# [EXERCISE]
Transcribe, without any alteration, only the lines that begin at the line containing "[mark] rocky trail" and run to the last line below.

# [Natural-language object grounding data]
***
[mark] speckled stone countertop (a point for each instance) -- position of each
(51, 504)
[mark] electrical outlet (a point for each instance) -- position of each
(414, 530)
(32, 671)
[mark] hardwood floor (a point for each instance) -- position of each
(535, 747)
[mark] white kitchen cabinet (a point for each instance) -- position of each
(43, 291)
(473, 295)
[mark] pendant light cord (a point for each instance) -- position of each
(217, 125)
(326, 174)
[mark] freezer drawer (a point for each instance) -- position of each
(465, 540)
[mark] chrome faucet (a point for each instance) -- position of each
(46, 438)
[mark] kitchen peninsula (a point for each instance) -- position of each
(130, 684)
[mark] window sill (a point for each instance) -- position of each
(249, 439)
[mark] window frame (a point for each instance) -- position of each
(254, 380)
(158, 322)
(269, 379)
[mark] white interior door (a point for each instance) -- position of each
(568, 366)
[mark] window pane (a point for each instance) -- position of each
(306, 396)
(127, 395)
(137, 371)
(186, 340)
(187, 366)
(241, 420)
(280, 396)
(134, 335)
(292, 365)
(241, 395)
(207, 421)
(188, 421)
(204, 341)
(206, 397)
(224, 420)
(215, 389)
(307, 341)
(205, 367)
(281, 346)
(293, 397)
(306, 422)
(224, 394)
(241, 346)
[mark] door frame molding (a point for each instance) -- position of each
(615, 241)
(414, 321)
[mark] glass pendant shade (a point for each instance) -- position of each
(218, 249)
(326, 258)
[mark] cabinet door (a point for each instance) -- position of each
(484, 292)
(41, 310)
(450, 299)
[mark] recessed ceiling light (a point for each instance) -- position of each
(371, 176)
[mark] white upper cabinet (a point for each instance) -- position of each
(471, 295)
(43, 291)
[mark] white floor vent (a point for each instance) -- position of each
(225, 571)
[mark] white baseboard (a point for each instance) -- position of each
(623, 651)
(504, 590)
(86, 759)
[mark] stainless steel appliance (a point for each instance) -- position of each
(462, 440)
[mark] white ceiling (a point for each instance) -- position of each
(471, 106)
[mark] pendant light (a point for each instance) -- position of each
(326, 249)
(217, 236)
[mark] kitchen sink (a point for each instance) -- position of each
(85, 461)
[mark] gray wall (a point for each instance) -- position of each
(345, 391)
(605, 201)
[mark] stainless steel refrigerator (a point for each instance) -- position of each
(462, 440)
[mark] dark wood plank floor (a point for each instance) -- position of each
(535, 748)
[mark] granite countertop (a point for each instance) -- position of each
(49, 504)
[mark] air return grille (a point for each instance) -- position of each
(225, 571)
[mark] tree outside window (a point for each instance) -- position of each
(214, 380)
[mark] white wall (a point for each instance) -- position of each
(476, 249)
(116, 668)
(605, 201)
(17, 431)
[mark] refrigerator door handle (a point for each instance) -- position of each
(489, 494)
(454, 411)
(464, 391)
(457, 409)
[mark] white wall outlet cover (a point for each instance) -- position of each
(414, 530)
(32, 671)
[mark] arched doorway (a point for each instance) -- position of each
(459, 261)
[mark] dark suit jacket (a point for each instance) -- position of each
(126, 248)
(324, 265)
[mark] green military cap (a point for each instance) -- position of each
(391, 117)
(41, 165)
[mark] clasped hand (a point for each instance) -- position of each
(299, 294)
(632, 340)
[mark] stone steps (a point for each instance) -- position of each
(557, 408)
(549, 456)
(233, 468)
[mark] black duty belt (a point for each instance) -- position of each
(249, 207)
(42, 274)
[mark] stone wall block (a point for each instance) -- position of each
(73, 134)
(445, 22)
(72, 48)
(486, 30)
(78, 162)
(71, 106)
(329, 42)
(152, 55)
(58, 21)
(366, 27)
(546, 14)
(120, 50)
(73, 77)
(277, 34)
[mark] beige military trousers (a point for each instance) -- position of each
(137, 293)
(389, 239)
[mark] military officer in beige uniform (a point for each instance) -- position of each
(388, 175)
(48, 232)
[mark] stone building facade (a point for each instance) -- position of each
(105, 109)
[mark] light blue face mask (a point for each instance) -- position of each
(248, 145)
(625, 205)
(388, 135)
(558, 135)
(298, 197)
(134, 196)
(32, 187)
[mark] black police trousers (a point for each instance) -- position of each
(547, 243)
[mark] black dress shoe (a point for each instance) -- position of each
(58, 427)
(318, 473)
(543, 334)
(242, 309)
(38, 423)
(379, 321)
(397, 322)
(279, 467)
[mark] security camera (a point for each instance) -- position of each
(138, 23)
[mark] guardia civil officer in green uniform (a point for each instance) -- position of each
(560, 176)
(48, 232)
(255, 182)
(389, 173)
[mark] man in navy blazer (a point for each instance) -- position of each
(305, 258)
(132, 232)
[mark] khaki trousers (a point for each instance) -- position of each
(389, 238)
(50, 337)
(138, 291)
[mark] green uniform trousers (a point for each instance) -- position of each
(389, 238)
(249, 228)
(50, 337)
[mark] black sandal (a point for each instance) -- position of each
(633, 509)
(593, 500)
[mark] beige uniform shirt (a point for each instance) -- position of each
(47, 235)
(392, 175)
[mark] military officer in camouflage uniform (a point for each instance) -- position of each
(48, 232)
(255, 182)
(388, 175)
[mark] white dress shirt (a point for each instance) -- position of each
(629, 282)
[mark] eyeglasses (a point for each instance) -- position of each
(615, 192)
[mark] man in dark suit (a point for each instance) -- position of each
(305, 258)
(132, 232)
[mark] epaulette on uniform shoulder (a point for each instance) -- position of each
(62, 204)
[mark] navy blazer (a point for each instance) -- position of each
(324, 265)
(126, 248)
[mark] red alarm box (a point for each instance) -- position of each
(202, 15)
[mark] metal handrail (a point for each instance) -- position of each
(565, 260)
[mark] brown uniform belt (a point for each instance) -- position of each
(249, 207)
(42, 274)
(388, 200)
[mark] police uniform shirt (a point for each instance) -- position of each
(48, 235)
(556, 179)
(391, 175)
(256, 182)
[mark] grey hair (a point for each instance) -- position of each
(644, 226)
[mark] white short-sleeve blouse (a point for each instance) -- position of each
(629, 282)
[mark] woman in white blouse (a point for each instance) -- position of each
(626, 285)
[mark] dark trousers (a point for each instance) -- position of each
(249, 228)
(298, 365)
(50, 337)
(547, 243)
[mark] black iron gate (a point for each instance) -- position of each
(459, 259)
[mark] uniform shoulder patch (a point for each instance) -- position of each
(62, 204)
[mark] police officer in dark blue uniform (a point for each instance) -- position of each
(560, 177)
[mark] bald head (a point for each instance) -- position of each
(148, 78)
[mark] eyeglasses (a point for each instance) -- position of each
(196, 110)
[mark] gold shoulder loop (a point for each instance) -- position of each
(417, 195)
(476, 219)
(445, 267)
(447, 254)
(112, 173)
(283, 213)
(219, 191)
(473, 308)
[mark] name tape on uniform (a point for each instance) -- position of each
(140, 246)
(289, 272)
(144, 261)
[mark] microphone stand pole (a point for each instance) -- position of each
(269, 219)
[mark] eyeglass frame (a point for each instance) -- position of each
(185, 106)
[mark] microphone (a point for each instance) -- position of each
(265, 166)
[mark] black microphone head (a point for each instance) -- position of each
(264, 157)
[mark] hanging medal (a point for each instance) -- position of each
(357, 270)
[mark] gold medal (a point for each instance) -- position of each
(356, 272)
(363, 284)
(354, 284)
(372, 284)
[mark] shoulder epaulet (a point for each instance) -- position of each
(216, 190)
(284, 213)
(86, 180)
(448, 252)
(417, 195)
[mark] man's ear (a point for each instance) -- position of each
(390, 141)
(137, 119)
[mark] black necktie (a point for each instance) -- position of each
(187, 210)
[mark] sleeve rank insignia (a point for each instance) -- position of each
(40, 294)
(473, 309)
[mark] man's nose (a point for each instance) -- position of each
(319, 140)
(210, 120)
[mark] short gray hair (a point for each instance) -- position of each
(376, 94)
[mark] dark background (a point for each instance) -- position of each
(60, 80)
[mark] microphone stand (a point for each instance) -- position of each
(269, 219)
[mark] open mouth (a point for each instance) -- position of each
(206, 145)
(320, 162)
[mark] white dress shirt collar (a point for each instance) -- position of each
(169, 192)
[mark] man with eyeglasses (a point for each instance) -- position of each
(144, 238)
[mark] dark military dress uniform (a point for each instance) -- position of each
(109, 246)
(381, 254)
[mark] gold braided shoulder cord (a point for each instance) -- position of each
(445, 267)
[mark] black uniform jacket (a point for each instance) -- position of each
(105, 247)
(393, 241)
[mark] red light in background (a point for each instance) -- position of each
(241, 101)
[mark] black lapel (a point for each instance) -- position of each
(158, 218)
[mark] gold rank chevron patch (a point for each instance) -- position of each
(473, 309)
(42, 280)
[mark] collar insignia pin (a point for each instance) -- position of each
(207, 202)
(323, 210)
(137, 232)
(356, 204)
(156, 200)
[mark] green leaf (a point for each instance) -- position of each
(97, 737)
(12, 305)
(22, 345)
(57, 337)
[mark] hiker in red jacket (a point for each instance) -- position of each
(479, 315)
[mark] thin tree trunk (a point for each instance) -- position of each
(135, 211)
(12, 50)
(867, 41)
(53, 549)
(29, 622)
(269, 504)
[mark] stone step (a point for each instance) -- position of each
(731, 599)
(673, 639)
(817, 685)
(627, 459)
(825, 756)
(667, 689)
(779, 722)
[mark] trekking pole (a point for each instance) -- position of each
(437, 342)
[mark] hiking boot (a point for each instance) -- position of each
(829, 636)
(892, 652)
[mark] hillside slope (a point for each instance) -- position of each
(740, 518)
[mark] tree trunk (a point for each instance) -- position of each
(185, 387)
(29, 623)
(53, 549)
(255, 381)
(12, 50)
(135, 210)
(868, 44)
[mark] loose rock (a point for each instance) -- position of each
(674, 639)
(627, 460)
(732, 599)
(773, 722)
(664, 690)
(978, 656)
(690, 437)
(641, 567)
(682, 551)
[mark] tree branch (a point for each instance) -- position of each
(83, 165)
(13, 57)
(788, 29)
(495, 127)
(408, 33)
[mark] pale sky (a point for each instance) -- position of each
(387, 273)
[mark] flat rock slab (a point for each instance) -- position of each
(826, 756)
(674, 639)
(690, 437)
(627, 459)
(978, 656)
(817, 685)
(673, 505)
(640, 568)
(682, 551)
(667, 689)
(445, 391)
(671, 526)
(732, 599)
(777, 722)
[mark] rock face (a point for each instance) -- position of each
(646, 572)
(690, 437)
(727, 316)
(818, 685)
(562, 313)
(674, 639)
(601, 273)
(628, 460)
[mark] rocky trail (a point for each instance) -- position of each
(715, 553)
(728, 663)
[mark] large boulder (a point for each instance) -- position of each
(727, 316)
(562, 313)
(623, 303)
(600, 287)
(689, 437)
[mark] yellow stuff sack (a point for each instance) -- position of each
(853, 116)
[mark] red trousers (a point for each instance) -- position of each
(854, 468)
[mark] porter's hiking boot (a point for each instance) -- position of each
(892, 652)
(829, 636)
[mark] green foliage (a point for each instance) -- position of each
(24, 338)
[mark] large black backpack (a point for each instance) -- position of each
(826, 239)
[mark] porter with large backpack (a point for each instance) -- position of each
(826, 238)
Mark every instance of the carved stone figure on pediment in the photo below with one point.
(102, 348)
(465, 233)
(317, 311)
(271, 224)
***
# [EXERCISE RESPONSE]
[mark] rocky trail (a point for each instance) -- position of each
(715, 553)
(728, 663)
[mark] large boulder (a point for each instance) -- position of each
(727, 316)
(562, 313)
(623, 303)
(600, 287)
(689, 437)
[mark] yellow stuff sack (a point for each instance) -- position of each
(853, 116)
[mark] red trousers (a point for each instance) -- position of each
(854, 468)
[mark] porter's hiking boot (a point for each instance) -- position of each
(892, 652)
(829, 636)
[mark] green foliage (a point for each instance) -- position of each
(24, 338)
[mark] large black backpack (a point for each instance) -- position of each
(826, 239)
[mark] porter with large backpack (a point for each instance) -- position of each
(826, 238)
Mark every instance of the carved stone figure on pediment in the photo below with one point.
(102, 348)
(465, 233)
(317, 311)
(271, 224)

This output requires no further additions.